#### [PROMPT]
Starting at the line with "Annotate the man's face" and continuing through the final line of the items below, rewrite every line, requests included, and leave out all earlier lines. Scale each coordinate in the answers by 0.3, rounding to the nearest whole number with halves rounded up.

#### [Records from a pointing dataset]
──────

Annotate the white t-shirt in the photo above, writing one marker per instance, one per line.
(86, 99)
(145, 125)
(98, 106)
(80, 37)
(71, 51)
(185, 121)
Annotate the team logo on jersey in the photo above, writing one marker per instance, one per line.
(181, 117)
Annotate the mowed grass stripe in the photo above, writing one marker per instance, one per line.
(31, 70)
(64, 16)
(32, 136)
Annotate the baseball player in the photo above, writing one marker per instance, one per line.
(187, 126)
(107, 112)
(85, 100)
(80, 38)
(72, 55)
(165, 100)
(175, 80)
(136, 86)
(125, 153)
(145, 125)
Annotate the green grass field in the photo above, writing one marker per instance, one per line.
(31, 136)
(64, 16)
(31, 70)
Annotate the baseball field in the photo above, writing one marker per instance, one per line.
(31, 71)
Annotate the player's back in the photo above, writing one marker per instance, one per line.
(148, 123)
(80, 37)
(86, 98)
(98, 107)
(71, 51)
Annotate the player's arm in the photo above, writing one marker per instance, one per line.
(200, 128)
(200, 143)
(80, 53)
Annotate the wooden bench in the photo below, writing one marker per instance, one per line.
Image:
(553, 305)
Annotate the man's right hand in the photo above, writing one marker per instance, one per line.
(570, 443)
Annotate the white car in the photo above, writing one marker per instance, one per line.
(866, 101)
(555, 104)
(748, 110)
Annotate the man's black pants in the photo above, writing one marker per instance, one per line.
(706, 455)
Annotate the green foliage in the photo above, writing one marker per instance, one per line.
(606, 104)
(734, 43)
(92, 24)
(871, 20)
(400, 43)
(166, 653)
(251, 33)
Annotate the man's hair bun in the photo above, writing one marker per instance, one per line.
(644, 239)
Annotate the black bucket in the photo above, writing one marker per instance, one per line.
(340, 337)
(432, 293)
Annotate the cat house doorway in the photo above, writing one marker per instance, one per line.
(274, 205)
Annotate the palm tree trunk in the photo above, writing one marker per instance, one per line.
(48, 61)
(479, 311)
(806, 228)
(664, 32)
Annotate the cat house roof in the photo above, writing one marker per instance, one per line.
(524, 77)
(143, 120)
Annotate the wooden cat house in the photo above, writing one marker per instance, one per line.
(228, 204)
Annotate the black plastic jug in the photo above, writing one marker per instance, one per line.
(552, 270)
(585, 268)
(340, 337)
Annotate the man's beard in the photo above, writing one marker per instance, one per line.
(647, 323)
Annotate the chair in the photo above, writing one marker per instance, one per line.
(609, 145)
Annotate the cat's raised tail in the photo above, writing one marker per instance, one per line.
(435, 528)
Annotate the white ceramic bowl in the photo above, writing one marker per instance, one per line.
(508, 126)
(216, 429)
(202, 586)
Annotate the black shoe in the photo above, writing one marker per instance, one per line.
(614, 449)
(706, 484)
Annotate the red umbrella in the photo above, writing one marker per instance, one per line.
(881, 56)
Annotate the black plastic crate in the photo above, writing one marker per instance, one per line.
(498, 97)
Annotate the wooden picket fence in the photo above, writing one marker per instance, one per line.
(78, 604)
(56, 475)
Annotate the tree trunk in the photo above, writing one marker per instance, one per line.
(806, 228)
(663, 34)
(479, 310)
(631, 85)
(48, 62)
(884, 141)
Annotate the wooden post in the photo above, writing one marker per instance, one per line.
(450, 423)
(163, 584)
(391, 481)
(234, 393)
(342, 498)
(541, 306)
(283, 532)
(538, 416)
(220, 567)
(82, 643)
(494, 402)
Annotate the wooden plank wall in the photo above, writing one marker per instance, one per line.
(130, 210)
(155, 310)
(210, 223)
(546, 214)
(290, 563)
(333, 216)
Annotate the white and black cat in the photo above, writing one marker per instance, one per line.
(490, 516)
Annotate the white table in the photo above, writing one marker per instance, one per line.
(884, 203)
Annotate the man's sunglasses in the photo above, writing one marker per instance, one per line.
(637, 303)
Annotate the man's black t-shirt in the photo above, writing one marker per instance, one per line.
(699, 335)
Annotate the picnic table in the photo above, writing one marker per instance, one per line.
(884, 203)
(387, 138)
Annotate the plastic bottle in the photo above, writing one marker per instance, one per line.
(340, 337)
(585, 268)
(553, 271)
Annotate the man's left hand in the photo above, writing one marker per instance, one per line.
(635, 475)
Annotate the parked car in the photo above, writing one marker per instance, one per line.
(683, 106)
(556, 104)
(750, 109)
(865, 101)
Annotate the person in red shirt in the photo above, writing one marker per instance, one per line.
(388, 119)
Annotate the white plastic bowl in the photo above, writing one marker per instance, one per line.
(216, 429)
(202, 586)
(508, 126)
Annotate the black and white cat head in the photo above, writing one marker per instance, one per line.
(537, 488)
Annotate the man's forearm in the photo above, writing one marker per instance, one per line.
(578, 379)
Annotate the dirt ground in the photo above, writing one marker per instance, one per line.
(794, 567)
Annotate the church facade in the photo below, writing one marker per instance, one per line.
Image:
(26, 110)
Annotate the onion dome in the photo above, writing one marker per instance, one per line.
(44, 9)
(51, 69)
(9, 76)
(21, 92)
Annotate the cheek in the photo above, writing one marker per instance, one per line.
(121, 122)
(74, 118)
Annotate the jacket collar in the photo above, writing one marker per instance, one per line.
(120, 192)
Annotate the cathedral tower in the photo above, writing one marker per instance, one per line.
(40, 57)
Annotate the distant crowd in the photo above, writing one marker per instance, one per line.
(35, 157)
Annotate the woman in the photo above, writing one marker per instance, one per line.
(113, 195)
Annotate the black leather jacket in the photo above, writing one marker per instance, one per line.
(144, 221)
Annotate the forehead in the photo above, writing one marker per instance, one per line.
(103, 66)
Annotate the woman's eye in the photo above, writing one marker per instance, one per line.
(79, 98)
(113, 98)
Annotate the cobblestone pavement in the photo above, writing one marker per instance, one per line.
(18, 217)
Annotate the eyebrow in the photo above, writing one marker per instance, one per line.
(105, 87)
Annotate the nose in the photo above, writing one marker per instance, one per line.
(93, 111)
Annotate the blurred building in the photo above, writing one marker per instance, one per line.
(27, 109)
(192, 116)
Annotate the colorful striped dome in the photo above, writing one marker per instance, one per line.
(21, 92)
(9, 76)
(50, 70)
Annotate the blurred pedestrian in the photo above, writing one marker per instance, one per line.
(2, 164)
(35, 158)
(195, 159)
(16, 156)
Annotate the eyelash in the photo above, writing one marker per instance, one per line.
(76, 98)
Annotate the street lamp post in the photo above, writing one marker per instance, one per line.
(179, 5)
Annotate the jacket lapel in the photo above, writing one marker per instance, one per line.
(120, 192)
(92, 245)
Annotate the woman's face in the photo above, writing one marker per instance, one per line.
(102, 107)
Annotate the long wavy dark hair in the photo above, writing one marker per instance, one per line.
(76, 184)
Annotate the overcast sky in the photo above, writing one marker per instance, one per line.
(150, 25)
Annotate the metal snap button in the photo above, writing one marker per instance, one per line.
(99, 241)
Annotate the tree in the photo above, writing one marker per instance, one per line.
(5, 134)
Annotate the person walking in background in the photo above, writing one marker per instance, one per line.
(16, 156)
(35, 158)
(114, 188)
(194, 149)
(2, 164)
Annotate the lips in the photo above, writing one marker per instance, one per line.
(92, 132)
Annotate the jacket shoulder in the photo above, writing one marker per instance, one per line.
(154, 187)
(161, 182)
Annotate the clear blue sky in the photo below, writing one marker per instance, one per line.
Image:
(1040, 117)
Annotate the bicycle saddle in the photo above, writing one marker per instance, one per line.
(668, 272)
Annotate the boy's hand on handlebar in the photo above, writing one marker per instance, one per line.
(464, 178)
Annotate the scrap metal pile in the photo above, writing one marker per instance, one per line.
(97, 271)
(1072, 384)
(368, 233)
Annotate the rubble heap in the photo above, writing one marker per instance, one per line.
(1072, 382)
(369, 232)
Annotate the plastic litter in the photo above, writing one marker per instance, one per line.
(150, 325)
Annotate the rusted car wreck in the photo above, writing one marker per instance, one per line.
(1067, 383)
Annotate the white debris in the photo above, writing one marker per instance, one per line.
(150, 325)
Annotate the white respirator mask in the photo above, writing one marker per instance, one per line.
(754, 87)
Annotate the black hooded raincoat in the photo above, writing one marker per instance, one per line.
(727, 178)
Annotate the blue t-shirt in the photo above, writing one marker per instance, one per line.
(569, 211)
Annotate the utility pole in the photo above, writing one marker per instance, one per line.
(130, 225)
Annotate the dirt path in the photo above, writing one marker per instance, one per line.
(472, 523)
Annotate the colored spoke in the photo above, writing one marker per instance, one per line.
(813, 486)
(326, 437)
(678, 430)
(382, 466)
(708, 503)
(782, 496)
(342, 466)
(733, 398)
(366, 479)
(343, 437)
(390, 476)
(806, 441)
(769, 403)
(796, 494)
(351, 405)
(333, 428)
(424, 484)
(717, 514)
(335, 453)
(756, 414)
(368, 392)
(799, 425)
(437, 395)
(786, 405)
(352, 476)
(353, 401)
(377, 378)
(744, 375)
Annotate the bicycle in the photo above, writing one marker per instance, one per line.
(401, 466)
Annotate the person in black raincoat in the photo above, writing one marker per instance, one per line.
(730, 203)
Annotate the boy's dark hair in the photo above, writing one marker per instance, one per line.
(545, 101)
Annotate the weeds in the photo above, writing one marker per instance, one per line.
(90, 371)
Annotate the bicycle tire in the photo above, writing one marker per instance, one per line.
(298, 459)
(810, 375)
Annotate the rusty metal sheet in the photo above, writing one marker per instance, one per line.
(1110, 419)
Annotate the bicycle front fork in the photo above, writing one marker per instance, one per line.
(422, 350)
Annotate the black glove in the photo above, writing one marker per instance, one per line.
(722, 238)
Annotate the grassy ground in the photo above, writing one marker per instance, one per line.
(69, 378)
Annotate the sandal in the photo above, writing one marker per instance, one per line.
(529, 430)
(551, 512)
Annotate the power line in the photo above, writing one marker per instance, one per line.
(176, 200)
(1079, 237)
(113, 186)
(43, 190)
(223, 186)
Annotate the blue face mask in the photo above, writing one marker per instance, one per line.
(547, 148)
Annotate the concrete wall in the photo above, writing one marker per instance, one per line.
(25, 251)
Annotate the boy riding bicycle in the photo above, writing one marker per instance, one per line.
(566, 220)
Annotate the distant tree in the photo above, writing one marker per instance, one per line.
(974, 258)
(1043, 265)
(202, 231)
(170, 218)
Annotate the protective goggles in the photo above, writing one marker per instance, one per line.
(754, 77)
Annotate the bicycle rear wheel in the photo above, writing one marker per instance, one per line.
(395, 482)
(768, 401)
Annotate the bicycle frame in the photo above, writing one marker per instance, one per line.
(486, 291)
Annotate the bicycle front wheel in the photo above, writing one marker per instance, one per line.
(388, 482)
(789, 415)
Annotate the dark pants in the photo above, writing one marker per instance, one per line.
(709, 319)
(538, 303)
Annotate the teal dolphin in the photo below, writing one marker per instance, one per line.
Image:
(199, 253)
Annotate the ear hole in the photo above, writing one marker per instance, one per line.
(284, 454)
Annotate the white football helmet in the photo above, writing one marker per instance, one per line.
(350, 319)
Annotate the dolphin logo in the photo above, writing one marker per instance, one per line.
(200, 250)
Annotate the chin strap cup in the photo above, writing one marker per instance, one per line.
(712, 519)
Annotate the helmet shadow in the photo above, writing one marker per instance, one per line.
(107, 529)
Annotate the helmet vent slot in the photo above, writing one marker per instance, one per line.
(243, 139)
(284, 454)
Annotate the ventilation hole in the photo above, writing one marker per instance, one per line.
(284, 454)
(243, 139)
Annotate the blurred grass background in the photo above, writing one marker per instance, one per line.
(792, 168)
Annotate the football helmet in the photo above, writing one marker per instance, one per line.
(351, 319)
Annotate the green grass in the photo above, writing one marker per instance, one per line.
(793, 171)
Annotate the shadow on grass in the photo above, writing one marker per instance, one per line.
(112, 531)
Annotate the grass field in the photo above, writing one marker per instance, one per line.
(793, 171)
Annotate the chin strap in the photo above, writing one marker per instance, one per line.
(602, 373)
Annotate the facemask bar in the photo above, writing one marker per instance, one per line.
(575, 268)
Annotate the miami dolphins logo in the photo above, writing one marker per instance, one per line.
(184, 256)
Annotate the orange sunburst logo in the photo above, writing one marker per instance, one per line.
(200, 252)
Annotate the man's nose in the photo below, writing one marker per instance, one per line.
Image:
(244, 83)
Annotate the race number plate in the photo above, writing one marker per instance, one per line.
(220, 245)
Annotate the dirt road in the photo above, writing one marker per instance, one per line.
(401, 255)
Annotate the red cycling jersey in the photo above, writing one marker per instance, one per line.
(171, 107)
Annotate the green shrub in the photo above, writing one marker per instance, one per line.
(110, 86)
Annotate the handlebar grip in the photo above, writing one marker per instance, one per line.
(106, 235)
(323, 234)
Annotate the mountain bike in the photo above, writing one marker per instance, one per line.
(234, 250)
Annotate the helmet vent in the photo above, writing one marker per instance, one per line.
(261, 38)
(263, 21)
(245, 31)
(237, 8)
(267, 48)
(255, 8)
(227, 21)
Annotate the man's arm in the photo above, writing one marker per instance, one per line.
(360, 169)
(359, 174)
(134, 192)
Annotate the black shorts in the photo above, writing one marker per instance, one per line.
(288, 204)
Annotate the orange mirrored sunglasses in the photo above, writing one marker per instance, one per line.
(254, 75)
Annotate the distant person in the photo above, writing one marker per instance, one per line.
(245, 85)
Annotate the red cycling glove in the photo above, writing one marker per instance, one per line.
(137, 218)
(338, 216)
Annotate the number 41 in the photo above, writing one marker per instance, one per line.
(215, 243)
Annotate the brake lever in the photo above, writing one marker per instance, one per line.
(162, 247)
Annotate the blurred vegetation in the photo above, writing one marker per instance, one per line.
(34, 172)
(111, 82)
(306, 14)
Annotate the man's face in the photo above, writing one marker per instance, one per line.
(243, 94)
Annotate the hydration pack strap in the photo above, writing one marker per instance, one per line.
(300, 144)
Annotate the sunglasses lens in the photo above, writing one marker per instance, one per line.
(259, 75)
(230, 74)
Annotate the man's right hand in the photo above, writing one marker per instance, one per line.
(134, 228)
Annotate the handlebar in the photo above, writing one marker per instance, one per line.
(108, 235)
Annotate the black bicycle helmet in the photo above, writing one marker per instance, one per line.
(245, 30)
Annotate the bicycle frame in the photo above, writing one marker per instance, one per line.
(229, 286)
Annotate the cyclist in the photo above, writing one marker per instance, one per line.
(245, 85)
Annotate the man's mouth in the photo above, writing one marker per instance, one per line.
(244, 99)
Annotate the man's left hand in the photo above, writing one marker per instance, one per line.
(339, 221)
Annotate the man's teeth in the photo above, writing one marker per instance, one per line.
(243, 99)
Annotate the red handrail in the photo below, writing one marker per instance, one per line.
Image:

──────

#### [EXPECTED ANSWER]
Annotate the man's face in the photo above, writing one marker per instance, one per line.
(73, 28)
Annotate the hydration pack strap in the photo above, writing one marker per instance, one per line.
(90, 43)
Annotate the sunglasses lens in the photo above, writing one marker per instance, one per line.
(78, 23)
(69, 22)
Annotate the man's right hand in the photo above, writing one marker per instance, one per line.
(40, 68)
Annotate the handlebar in the photo above, writing one marker per instance, one per line.
(32, 71)
Annotate the black bicycle helmet in the photo above, writing one marker per instance, one per line.
(74, 9)
Annotate the bicycle frame in the photo above, writing one marker per instance, one per line.
(69, 86)
Annotate the cyclist in the photo above, writing one marker per instance, one per line.
(74, 26)
Annotate the man's mouth in the photo above, writing one marker per instance, one per line.
(73, 30)
Annotate the man's left hand in the photo above, writing one marker per instance, one per line.
(102, 66)
Annotate the man's teeth in the photo above, writing one marker per instance, one per line.
(73, 30)
Annotate the red handrail in the photo below, writing one marker per instance, one per line.
Image:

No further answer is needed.